**ACTIVITY:**
Reproduce the material that follows, keeping every line exactly as it is.

**RECORDS SUPPLIED:**

◆ ◆ ◆ ◆ ◆

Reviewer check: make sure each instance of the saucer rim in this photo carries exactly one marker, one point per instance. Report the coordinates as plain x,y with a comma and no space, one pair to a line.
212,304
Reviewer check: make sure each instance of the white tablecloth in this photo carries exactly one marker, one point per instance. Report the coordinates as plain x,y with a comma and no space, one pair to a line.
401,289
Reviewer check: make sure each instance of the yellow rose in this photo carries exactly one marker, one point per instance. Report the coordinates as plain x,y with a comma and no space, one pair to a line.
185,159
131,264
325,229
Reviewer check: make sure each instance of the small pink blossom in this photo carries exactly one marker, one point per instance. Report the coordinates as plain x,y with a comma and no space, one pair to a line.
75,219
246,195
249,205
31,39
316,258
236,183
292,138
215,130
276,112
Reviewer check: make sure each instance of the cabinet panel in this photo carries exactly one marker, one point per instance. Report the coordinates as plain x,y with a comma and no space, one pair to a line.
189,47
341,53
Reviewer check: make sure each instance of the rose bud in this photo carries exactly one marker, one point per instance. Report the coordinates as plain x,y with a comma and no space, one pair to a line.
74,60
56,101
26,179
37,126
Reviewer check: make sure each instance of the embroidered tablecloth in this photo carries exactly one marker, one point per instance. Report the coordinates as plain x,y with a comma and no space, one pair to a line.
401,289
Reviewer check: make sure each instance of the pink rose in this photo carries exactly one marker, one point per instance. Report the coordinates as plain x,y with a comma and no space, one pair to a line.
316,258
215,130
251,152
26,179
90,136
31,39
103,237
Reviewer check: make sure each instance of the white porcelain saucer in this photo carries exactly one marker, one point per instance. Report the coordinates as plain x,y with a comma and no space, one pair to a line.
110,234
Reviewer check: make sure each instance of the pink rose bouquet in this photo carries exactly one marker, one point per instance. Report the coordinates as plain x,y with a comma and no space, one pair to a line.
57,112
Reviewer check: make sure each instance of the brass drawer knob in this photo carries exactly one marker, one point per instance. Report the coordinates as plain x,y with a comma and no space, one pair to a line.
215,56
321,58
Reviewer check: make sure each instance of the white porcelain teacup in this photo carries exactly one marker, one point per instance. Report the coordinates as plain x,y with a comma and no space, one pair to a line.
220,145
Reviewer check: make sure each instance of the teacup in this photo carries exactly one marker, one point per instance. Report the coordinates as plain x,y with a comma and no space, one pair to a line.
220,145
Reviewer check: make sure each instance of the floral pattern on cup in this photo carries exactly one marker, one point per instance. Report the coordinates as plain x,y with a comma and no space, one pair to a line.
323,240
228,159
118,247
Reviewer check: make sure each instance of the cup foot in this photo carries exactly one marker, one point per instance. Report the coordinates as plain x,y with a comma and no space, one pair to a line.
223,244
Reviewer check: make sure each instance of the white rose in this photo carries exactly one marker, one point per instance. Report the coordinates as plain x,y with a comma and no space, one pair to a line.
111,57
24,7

◆ ◆ ◆ ◆ ◆

**PROBLEM SOLUTION:**
Reviewer check: make sure each instance of the saucer rim in this photo carries exactly one marker, one point per instance. Report the coordinates as plain x,y with a comma and no space, one pair to a line.
212,304
Reviewer check: make sure each instance of the white tablecloth in this photo carries exactly one marker, one point per instance. Report the coordinates as plain x,y with a comma and no space, one pair to a line.
401,289
Reviewer check: make sure each instance of the yellow rose in this photo carries exactly one marker, one point per instance. Report the coordinates as plain x,y with a comma and no space, one pair to a line.
185,159
131,264
325,229
Reviewer check: make sure each instance of the small pink blossom in this photo carries exactly one marker, one point per instance. Report the coordinates as plain x,y with a comma and no space, one pair to a line.
75,219
246,195
249,205
31,39
316,258
236,183
292,138
215,130
276,112
Reviewer check: make sure each instance of the cabinet panel in this photo carries exactly one marker, one point per instance. Report the coordinates as plain x,y with a comma and no space, one pair to a line.
189,47
341,53
Reviewer check: make sure each instance of the rose bud in this photo carries exactly one marker, one point per instance. Report the coordinates as plain x,y with a comma and no space, one pair to a line.
74,60
56,101
26,179
37,126
Reviewer check: make sure each instance of the embroidered tablecloth in this photo carries exactly one marker, one point per instance. Report the coordinates as plain x,y with a comma and no space, one pair to a line.
401,289
Reviewer check: make sure each instance of the pink rose in this photo carries exactly one marker, one point per instance. Report the coordinates as plain x,y with a comma and no space, one pair to a line.
316,258
215,130
251,152
26,179
90,136
31,39
103,237
Reviewer check: make sure each instance of the white porcelain saucer in this photo carries exactly one marker, one point per instance. Report the coordinates as plain x,y with a comma and no space, one pair to a line.
110,234
Reviewer check: make sure each instance of the pink rose bouquet in this photo carries exactly one marker, one point per instance. Report the coordinates as plain x,y with a comma and no space, one pair to a line.
57,112
Reviewer check: make sure each instance of the brass drawer knob in this photo carries exactly one marker, one point per instance. Report the coordinates as plain x,y with a comma and no space, one pair to a line.
215,56
321,58
Reviewer check: make sure each instance of the white porcelain teacup in this photo carries exactly one marker, one point per instance. Report the coordinates as plain x,y with a comma and no space, one pair to a line.
220,145
Reviewer check: make sure each instance of the teacup in this photo carries exactly one marker, one point per instance. Report the coordinates as plain x,y with a comma and no space, one pair to a line.
220,145
Reviewer check: make sure each instance of the floral pattern on cup in this photo carries exactly one marker, one point per instance. Report the coordinates as plain x,y with a comma and no space, one pair to a line.
323,240
228,159
118,247
Reviewer check: make sure each instance of the cup foot in this photo carries exactly one marker, one point per instance. Report the coordinates as plain x,y with a comma and no space, one pair to a line.
223,244
Reviewer check: make sure each instance of the white rose in this photo carries exactly one marker, one point per instance. Report the coordinates as plain x,y with a comma and no space, one pair to a line.
111,57
24,7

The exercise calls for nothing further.